#### PASSAGE PROVIDED
====================
Answers for the SQL coding challenge for the STL Big Data Meetup in May 2025.

Questions and the source data are posted in Kit's [Github repository](https://github.com/kitmenke/sql-coding-challenge).

In [1]:
#Import libraries
import pandas as pd
from sqlalchemy import create_engine, text

# Create database connection
engine = create_engine('postgresql+psycopg2://tharinduabeysinghe:#####@localhost/practice_datasets')

# Run query and load data to a dataframe
def execute_sql_query(sql):
    # Load data into a pandas DataFrame
    df = pd.DataFrame()
    with engine.connect() as conn:
        df = pd.read_sql_query(text(sql), conn)
    return df

Question 1: Retrieve the names of all attractions located in the city of 'St. Louis'.

In [2]:
sql = '''
SELECT DISTINCT(name)
FROM Attractions;
'''

execute_sql_query(sql)

Unnamed: 0,name
0,Gateway Arch National Park
1,Cahokia Mounds State Hist.
====================
#### DATA RECORDS
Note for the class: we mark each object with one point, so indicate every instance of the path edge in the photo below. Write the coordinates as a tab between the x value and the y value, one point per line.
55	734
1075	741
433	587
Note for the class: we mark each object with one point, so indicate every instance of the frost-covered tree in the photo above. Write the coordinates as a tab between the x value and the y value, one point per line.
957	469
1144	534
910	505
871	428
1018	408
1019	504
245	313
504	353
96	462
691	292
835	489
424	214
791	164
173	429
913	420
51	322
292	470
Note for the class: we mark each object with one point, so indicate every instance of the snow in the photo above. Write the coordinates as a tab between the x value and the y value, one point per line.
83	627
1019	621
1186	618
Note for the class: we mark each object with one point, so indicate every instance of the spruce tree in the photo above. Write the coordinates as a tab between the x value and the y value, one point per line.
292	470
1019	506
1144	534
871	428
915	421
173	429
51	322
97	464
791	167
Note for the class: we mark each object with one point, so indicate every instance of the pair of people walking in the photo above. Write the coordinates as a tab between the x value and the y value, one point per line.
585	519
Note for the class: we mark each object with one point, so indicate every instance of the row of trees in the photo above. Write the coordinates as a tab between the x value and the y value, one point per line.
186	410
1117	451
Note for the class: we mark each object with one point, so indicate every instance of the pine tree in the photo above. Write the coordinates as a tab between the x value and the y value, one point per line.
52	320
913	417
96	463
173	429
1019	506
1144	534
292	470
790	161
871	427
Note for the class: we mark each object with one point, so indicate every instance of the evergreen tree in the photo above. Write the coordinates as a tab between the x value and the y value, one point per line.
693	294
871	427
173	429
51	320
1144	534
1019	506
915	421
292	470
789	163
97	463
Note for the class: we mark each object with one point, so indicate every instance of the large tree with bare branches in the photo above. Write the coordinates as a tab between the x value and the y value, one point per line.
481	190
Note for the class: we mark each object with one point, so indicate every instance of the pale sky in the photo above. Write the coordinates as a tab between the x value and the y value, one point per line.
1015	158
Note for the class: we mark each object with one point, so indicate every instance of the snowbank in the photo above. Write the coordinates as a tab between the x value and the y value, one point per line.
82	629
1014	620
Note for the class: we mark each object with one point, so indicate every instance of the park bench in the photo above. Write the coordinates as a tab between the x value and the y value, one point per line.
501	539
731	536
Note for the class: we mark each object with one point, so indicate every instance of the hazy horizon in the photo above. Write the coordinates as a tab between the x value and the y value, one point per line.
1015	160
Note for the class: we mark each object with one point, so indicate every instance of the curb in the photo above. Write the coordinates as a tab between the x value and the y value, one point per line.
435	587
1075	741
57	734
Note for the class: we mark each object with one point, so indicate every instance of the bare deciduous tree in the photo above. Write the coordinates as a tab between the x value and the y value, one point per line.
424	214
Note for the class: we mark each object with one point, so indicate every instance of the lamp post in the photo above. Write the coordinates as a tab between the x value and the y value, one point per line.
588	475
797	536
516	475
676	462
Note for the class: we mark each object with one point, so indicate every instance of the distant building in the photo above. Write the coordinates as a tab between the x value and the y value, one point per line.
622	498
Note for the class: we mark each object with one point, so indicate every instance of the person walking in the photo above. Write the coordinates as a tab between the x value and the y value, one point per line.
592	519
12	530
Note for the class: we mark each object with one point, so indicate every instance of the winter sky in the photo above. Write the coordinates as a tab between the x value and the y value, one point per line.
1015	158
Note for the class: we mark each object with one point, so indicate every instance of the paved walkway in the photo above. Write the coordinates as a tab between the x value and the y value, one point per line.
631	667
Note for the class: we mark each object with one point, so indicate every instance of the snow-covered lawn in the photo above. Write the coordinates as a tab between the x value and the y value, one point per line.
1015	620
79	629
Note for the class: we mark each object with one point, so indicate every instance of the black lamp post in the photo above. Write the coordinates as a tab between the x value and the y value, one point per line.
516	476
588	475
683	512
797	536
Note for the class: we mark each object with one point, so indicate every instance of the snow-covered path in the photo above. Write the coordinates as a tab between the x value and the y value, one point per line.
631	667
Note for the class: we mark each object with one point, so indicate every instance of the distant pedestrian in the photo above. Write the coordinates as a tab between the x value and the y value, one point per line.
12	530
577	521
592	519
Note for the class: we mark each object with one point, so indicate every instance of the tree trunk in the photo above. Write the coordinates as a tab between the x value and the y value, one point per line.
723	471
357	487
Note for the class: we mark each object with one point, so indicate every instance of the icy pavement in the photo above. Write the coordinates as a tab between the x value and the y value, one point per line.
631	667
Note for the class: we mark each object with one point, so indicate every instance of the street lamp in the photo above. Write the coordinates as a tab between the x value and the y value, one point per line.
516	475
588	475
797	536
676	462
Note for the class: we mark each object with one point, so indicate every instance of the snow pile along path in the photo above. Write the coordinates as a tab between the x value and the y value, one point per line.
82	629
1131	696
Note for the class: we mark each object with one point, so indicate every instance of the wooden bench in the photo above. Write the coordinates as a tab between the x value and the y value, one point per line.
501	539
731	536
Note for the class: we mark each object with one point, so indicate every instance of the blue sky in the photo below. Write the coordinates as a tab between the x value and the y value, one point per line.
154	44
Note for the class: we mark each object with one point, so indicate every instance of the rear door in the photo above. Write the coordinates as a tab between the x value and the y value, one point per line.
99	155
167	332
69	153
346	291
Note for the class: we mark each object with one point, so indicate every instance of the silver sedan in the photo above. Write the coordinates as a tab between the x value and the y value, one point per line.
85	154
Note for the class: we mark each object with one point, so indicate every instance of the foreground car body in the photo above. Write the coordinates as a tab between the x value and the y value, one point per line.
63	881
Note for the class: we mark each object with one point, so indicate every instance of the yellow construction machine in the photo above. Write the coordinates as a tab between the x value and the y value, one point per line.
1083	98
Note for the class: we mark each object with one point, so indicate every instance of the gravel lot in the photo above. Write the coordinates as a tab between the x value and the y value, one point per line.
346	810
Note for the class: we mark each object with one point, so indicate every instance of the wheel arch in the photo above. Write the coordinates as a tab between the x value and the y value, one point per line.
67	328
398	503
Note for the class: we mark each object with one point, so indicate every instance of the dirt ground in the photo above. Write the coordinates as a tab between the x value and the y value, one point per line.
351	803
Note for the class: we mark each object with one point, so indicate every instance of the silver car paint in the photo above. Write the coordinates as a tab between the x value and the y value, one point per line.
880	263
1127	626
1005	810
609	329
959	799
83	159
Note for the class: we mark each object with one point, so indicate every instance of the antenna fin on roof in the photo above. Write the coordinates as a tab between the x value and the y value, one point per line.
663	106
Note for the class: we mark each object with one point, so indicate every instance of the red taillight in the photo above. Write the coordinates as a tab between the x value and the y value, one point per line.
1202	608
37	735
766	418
====================
#### INSTRUCTIONS FOR THE TASK
Can you reproduce the SQL challenge page above, word for word, from "Question 1: Retrieve" to "Mounds State Hist."?

#### REPLY
Question 1: Retrieve the names of all attractions located in the city of 'St. Louis'.

In [2]:
sql = '''
SELECT DISTINCT(name)
FROM Attractions;
'''

execute_sql_query(sql)

Unnamed: 0,name
0,Gateway Arch National Park
1,Cahokia Mounds State Hist.